» **PROVIDED TEXT**
========

By Jenny Chin


After waking up refreshed and energized, you walk to the bathroom and peer into the mirror, only to discover the reflection of a horrendous invader on your face: a huge pimple (and even worse, it’s red)! These irritating visitors are no longer strangers to most teenagers, and other skin issues can also arise depending on the changing circumstances of their environments. Although we all despise it when our skin isn’t in an optimal condition, it’s important that we understand the causes of these skin problems to alleviate and prevent them from frequently hindering our lives in the future.

Roots of the Most Common Skin Diseases

According to Kids Health, “The type of acne that a lot of teens get is called acne vulgaris”.  The pores contain oil glands, which secrete an oily substance known as sebum. Sebum secretions are essential for regulating our bodies in varying temperatures. However, the pores get clogged if there’s too much sebum and dead skin cells, and that’s when bacteria proliferates. The body sends red and white blood cells to the site, leading to inflammation and eventually paving the way for different types of acne to appear.

========

» **GIVEN DATA**

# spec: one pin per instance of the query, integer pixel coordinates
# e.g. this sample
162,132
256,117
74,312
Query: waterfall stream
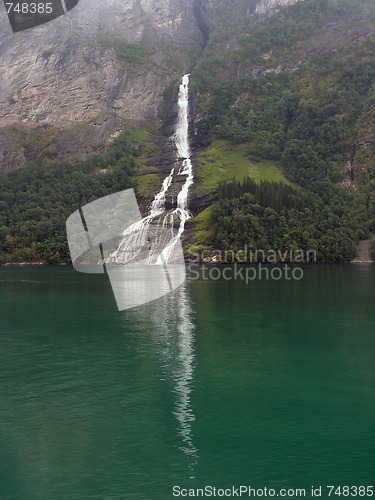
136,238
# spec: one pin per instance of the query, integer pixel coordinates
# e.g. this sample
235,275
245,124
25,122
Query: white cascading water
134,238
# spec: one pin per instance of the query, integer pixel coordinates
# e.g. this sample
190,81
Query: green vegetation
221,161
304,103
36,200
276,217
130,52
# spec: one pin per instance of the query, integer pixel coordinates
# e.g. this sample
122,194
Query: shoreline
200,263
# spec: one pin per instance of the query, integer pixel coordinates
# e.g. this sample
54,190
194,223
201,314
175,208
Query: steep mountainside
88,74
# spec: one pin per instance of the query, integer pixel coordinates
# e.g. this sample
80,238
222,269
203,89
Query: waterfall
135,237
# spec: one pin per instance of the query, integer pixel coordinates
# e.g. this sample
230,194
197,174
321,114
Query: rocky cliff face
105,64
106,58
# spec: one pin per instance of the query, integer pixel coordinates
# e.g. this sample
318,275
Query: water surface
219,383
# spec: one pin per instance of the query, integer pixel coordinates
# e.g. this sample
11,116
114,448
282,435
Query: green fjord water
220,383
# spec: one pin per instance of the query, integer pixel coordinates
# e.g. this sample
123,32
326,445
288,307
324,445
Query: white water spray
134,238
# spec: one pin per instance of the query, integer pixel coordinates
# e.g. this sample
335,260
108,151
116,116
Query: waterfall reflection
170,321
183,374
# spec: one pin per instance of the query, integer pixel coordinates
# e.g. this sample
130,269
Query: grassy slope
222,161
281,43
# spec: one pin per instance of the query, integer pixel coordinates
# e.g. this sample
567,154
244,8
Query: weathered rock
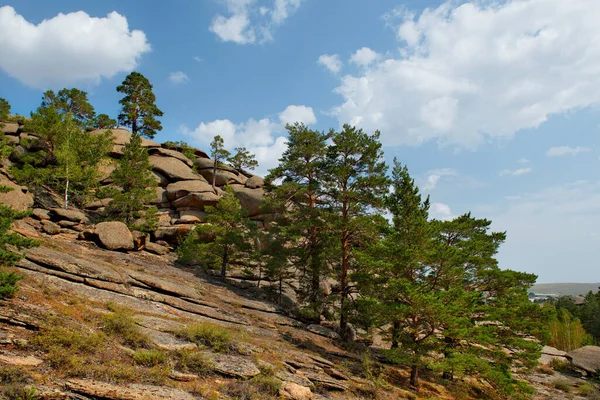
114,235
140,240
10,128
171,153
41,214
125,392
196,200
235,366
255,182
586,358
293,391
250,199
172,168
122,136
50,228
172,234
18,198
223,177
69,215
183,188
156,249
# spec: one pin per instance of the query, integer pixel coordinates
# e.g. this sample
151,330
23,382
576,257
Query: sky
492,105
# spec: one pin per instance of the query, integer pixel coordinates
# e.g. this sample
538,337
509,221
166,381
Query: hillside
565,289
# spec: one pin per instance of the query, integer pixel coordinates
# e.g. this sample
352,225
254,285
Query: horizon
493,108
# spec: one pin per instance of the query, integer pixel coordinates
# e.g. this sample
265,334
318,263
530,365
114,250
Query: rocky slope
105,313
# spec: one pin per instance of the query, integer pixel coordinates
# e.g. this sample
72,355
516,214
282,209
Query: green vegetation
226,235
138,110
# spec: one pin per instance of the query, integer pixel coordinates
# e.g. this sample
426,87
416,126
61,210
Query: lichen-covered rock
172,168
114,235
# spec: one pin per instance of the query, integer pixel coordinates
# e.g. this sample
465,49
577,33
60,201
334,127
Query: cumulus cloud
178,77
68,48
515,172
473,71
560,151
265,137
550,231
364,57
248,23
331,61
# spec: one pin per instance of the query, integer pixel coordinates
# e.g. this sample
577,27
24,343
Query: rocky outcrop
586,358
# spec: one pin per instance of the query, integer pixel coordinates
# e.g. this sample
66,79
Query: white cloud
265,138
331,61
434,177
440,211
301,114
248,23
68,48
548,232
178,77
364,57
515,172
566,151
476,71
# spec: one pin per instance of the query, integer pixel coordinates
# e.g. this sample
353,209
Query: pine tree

========

» **TASK 1**
Answer these questions using the acne article.
(a) What is the type of acne that many teens get called?
(b) What oily substance do the oil glands in the pores secrete?
(c) What does the body send to the site once bacteria proliferate?
» **TASK 2**
Retype the part of the acne article between "Roots of the" and "acne to appear.", inclusive.
» **TASK 3**
Translate this sentence from the acne article into Spanish: "Sebum secretions are essential for regulating our bodies in varying temperatures."
The items are separate material and are not part of the acne article.

» **ANSWER BOX 1**
(a) Acne vulgaris.
(b) Sebum.
(c) Red and white blood cells.

» **ANSWER BOX 2**
Roots of the Most Common Skin Diseases

According to Kids Health, “The type of acne that a lot of teens get is called acne vulgaris”.  The pores contain oil glands, which secrete an oily substance known as sebum. Sebum secretions are essential for regulating our bodies in varying temperatures. However, the pores get clogged if there’s too much sebum and dead skin cells, and that’s when bacteria proliferates. The body sends red and white blood cells to the site, leading to inflammation and eventually paving the way for different types of acne to appear.

» **ANSWER BOX 3**
Las secreciones de sebo son esenciales para regular nuestro cuerpo en temperaturas variables.